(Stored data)
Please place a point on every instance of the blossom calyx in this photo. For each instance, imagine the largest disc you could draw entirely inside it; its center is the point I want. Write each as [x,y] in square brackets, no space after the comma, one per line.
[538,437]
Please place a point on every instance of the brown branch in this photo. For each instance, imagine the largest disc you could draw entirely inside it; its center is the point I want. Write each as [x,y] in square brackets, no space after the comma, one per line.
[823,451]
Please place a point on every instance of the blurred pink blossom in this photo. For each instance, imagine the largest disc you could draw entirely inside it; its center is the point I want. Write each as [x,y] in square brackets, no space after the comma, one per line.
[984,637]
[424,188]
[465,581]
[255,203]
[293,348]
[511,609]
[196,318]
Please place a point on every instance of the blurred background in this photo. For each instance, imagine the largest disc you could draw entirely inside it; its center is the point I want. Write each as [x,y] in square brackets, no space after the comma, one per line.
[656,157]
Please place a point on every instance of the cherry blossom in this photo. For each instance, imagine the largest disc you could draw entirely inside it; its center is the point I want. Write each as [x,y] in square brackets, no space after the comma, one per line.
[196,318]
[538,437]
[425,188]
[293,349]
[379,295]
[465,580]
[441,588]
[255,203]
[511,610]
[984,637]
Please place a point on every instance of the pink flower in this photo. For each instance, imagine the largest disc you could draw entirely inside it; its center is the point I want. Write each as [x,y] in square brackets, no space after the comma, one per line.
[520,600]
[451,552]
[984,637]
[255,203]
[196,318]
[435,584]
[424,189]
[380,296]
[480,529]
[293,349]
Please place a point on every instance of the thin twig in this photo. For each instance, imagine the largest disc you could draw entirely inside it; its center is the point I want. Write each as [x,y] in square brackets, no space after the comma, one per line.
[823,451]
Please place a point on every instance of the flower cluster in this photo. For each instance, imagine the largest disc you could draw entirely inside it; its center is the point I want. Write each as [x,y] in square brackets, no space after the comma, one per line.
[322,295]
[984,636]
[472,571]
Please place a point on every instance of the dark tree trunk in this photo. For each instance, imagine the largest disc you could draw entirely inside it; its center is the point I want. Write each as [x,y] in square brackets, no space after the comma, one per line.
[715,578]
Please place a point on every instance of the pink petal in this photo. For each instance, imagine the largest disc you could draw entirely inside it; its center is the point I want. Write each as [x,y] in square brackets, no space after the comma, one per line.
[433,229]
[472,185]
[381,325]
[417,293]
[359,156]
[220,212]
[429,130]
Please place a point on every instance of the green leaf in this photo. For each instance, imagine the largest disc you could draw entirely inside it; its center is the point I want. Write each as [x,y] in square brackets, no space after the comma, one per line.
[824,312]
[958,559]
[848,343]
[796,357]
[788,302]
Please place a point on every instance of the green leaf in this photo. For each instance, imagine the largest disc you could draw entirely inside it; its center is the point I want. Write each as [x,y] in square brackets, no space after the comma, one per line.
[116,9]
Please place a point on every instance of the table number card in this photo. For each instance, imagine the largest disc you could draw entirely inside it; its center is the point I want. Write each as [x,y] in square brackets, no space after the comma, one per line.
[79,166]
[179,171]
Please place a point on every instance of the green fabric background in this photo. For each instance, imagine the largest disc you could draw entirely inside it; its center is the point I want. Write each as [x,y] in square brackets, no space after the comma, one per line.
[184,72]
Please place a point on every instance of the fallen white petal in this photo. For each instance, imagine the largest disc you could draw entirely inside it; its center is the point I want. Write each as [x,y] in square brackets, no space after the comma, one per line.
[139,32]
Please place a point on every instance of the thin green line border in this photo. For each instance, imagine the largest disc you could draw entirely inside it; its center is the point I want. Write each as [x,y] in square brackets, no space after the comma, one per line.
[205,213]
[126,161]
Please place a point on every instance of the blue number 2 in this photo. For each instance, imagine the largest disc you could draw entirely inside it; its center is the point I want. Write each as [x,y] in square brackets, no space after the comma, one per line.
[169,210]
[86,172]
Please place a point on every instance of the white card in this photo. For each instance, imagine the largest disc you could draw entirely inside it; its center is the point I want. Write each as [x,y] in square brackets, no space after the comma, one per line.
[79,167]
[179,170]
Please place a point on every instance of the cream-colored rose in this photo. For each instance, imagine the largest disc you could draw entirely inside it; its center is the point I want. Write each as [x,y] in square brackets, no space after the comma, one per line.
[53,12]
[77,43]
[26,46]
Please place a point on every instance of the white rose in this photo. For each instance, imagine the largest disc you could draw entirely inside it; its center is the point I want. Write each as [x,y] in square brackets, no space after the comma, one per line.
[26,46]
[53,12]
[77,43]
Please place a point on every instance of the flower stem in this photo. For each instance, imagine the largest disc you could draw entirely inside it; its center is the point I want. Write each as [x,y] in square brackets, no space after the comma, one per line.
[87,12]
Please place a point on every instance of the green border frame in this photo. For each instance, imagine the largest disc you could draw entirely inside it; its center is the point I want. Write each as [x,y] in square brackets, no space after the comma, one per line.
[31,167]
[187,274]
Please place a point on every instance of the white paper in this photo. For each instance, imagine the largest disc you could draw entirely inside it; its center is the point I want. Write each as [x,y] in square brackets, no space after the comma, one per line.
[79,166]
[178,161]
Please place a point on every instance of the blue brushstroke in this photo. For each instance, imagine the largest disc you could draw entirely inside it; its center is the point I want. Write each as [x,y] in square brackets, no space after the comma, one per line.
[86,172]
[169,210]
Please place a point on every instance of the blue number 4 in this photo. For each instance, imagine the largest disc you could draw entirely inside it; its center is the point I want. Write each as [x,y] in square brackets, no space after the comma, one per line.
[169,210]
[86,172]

--

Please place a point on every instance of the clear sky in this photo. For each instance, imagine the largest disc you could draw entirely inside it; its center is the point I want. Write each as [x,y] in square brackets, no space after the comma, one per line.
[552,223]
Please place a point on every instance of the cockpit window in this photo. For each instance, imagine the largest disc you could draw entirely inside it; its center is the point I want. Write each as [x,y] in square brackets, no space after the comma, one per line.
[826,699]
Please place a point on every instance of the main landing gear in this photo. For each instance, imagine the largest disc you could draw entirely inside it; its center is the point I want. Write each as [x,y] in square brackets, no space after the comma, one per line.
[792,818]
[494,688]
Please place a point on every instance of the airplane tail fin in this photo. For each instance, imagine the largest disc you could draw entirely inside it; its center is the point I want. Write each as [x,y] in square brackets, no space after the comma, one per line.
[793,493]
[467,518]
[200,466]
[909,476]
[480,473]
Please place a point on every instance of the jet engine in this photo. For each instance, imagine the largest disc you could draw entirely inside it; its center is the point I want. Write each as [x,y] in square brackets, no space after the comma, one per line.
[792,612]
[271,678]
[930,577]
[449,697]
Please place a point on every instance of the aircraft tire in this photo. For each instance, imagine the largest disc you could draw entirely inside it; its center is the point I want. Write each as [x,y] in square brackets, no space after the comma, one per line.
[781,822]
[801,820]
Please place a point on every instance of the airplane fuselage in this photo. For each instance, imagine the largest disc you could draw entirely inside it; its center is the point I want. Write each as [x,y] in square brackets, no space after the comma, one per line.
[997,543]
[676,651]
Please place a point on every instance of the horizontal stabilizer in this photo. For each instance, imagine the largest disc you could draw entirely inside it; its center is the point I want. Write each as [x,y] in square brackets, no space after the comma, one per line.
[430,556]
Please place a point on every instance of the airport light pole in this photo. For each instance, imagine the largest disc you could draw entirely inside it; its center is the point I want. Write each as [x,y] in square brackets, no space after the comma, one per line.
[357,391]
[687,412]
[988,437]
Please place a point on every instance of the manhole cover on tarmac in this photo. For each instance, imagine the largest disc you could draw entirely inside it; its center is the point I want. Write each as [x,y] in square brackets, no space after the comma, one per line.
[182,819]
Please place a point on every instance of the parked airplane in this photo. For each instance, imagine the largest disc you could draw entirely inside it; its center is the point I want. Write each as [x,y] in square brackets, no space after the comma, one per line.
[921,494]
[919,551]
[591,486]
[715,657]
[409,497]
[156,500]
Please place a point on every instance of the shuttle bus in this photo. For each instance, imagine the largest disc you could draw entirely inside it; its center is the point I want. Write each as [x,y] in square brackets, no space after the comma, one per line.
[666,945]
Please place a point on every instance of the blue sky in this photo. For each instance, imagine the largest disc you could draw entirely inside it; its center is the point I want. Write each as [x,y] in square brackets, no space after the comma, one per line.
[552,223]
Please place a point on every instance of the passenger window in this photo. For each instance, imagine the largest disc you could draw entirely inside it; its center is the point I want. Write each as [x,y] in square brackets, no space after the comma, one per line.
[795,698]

Directions for this task
Tally the lines of the records that contain the string "blossom", treating case as significant, and give only the number.

Solution
3